• [DATA EXTRACTS]
+++

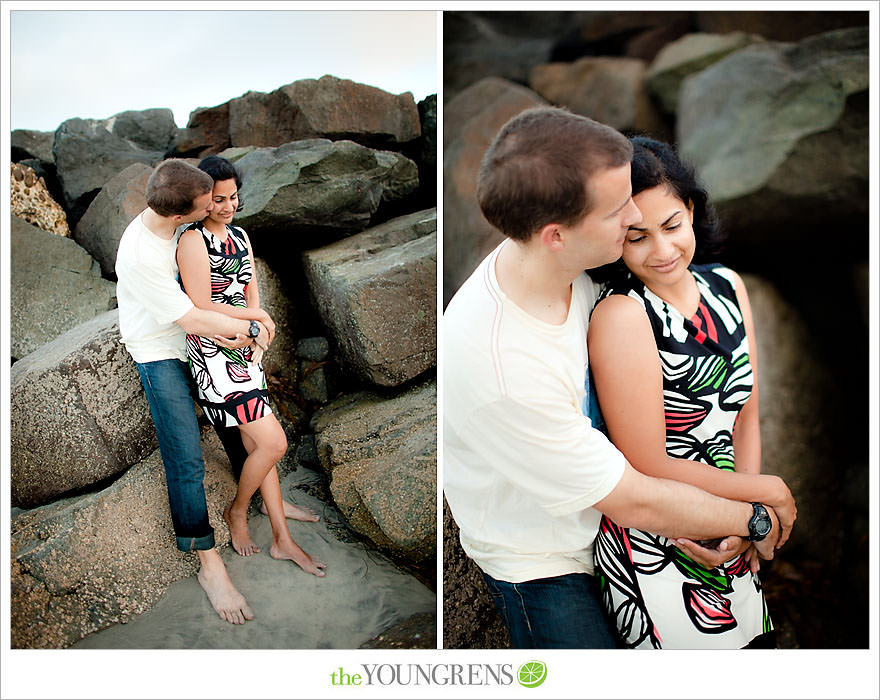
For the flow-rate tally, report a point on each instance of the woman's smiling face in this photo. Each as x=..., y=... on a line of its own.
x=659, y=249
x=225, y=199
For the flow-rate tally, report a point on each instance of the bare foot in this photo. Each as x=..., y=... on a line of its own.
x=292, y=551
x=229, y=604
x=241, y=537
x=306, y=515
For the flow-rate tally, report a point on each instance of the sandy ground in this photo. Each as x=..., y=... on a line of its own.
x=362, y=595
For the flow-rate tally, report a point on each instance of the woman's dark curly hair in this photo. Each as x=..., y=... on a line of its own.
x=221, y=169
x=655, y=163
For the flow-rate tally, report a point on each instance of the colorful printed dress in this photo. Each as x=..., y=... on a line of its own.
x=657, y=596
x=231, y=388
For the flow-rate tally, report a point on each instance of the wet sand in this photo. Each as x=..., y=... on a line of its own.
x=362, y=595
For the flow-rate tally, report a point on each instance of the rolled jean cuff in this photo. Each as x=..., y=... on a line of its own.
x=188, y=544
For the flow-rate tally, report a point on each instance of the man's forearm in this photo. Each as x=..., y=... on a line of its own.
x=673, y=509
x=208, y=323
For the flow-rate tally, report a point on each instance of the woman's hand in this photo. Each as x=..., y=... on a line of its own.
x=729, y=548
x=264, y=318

+++

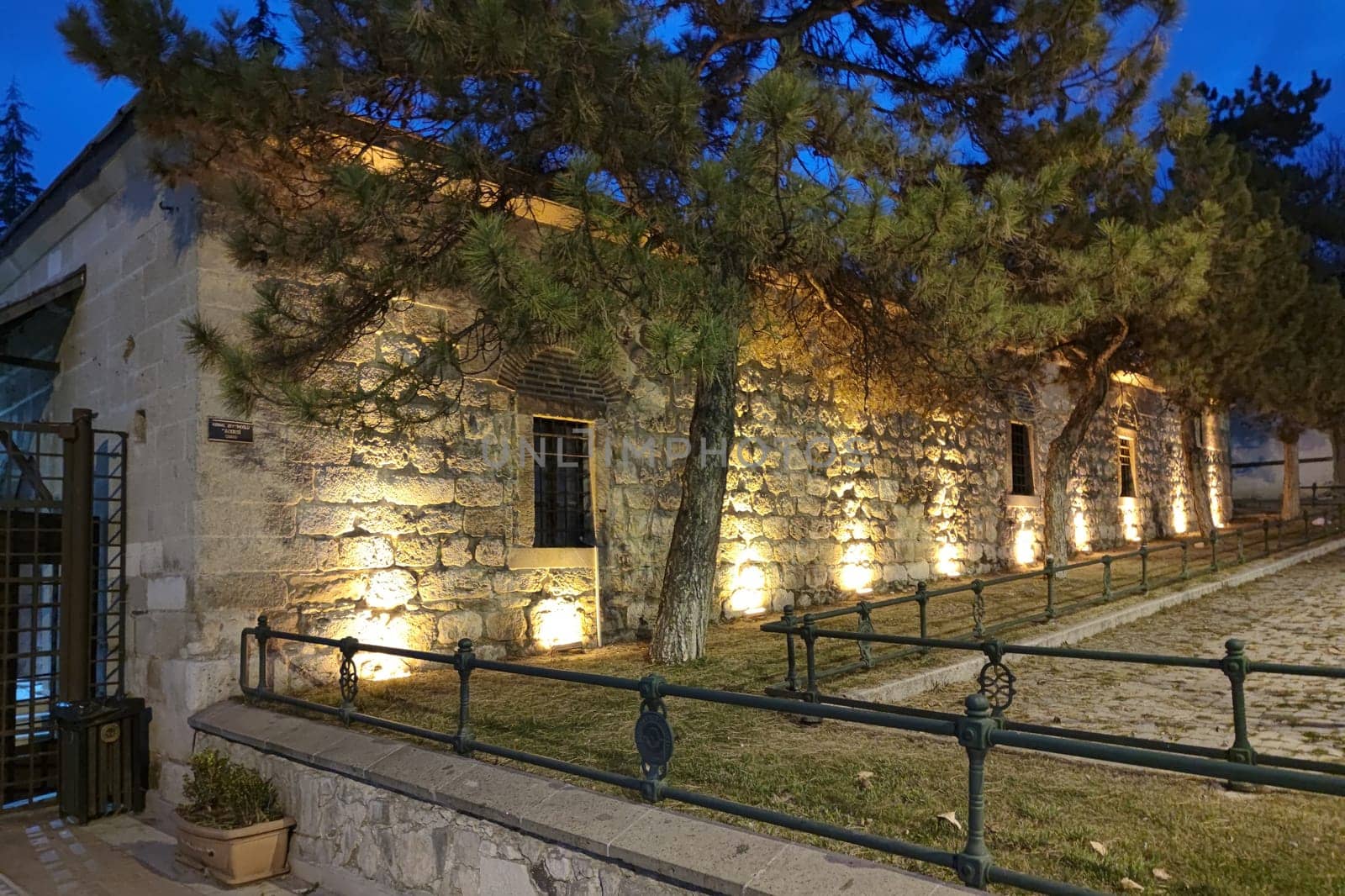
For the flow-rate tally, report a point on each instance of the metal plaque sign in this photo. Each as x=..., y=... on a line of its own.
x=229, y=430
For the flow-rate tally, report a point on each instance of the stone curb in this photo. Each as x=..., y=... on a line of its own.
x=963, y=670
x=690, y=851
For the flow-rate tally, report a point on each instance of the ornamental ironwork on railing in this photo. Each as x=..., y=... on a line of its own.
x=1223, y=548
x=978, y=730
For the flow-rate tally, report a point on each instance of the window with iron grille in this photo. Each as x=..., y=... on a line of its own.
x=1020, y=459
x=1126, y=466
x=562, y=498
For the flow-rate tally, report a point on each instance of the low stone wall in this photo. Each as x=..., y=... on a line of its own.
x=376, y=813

+++

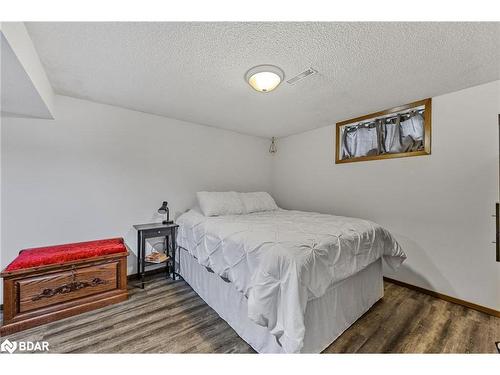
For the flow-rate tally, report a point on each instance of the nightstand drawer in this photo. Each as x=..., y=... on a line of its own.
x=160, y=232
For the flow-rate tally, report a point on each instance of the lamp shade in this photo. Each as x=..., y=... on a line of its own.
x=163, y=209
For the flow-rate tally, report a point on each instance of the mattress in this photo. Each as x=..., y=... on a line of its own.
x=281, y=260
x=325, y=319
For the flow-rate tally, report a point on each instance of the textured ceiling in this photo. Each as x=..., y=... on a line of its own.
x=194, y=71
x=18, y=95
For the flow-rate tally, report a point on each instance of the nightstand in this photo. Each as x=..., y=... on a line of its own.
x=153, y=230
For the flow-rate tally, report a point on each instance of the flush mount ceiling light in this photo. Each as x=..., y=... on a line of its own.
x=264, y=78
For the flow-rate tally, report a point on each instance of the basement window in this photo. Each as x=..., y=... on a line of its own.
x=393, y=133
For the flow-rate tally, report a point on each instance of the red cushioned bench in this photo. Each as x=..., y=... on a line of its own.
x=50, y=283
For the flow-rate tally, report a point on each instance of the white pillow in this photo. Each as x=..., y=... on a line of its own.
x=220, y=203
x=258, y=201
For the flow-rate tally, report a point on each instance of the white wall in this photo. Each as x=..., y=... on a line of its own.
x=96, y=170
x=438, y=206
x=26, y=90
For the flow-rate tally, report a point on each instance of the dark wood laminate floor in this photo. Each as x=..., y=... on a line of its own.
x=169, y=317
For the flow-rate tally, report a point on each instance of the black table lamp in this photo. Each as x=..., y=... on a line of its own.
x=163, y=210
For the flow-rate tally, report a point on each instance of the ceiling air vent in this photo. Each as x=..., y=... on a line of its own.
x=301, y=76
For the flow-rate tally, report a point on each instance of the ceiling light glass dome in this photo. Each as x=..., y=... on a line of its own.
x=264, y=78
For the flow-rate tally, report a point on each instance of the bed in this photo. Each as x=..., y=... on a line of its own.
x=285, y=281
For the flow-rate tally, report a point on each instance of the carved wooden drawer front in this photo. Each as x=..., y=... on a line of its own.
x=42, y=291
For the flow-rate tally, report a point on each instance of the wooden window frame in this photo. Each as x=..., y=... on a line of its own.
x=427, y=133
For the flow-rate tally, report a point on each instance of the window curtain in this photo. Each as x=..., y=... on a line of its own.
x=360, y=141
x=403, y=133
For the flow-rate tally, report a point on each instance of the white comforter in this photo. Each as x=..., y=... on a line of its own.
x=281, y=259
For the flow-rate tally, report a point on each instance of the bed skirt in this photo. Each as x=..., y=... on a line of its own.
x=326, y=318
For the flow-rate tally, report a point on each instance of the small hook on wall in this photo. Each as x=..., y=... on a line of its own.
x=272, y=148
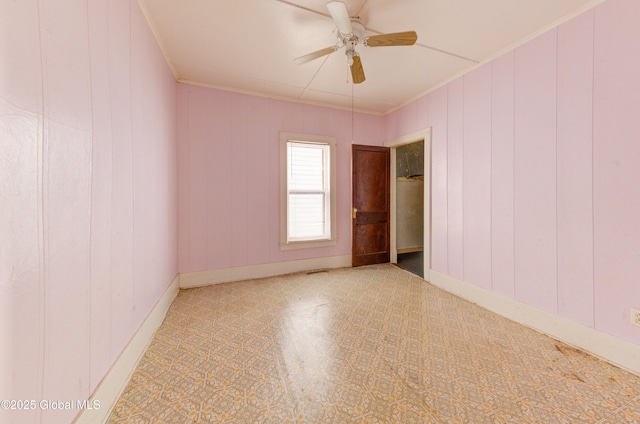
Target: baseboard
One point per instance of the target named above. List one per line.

+++

Starting with the line that has "of the wooden" and ending with the line that has "One point per", repeat the lines above exactly, omitting every picture.

For the flow-rate tally, report a point on each instance of the wooden window frame in this photo. Each as x=..., y=... on a line of its own.
x=427, y=133
For the flow-rate tally, report a point on each instance of the window curtain in this photo. Each as x=..., y=... on a line of its own.
x=360, y=141
x=403, y=133
For the flow-rate tally, report a point on each instance of the white comforter in this photo. Each as x=..., y=... on a line of its own.
x=281, y=259
For the flow-rate tally, report a point on each instance of the bed skirt in this photo. Each as x=..., y=... on a line of its own.
x=326, y=318
For the flow-rate tally, report a point on each instance of the small hook on wall in this photo. Each as x=..., y=... on a line of its own.
x=272, y=148
Target: baseboard
One point per instance of the target named above. List one per line.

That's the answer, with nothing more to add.